En casa tenemos un hooligan del fútbol, un erudito, que se sabe el equipo, la posición, el nombre y el apellido, la edad y la altura de la mayoría de los jugadores de fútbol de Primera División y gran parte de los equipos que participan en la Champions League. Es un niño y tiene 12 años. Se llama Miguel y su pasión absoluta es el fútbol, que últimamente comparte también con la PlayStation, aunque su juego favorito, o al menos con el que pasa más tiempo jugando en la pantalla también es de fútbol. Desde muy pequeño adquirió la insana costumbre de darle patadas a casi cualquier cosa que se encontrara por el suelo, fuera redonda o no, blanda o dura. Era así. Un impulso.
Siguió jugando en la escuelita y al acabar la temporada insistió para hacer las pruebas y esta vez sí que lo seleccionaron. ¡Qué contento estaba! Desde entonces llevamos muchos años ya recorriendo los campos de fútbol de la provincia. Los niños mandan. Las pretemporadas, los entrenamientos, llueve o truene, los partidos de liga, los torneos, el frío y el calor sofocante. Comprar botas cada dos por tres. Los cardenales. Primero con el Fútbol 7 y después con el fútbol 11. Verlo crecer rodeado de compañeros, haciendo equipo, disfrutando, es de una felicidad absoluta.
La decisión que tomamos, o más bien que él tomó con su insistencia cuando aún era un renacuajo, ahora en tiempos de Covid creo que fue un acierto. El fútbol le ha permitido correr, jugar, relacionarse en una época en la que la distancia social ha incrementado la dificultad en la comunicación de los niños. También tiene aspectos negativos, claro está, como todo, pero hoy voy a mirar para otro lado.

## Información mostrada

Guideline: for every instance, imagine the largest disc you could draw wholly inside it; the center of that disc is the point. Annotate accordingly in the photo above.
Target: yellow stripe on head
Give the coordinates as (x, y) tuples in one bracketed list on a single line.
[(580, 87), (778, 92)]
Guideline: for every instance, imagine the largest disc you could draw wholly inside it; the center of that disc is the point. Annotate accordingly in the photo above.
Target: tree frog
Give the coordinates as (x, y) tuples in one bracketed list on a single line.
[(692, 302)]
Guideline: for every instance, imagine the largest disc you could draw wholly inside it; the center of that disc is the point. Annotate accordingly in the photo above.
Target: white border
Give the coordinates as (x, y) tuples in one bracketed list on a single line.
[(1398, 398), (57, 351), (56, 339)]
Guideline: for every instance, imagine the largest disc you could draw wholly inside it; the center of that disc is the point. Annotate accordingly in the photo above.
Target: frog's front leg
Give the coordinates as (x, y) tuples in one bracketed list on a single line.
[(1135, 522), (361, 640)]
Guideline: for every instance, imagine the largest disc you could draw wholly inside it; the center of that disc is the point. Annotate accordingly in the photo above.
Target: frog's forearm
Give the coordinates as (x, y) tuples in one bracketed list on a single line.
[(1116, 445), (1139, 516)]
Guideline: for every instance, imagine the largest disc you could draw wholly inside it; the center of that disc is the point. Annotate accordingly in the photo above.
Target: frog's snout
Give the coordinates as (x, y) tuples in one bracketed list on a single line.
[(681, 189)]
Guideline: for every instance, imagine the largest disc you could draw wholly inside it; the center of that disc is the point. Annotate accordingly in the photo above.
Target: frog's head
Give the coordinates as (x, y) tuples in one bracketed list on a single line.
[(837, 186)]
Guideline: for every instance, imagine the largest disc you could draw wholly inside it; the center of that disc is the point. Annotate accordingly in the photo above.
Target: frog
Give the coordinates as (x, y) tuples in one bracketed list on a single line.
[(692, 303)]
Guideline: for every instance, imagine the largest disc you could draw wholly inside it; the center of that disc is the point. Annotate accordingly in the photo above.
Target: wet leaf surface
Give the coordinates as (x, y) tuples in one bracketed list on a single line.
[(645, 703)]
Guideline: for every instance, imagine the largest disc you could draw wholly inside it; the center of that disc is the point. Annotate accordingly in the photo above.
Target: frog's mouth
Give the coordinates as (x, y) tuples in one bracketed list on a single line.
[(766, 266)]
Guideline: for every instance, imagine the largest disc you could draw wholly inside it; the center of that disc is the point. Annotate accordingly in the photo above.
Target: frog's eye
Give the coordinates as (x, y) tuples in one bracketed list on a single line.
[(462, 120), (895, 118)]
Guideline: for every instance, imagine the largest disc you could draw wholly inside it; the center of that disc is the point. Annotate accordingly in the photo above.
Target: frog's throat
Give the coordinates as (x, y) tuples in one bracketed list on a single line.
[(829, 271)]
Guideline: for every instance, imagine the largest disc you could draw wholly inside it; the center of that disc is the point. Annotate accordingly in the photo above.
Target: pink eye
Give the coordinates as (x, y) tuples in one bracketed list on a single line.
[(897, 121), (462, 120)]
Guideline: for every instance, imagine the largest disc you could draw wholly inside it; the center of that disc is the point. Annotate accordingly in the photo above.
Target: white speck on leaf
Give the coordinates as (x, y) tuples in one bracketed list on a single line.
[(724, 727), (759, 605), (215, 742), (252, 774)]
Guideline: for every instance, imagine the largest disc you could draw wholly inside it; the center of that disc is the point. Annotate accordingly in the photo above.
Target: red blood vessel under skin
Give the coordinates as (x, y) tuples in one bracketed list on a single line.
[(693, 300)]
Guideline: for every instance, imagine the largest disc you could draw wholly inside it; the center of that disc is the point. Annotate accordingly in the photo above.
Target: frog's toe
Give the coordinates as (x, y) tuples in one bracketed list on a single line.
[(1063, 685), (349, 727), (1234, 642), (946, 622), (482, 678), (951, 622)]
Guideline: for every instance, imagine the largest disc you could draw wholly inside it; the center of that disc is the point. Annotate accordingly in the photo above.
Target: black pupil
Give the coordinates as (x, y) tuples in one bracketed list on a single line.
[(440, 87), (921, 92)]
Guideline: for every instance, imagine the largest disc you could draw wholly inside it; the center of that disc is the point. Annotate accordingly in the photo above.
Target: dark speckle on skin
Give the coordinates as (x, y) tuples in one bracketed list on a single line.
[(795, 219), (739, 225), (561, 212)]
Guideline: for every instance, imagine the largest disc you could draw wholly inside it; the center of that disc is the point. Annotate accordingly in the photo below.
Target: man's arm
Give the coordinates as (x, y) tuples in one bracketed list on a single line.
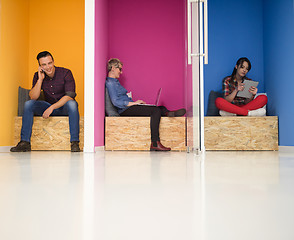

## Tarea a realizar
Enumera todo lo que, según el texto sobre Miguel y el fútbol, el fútbol le ha permitido hacer a Miguel. Las entradas no tienen ningún papel en esto.

## Solución escrita
Correr, jugar y relacionarse.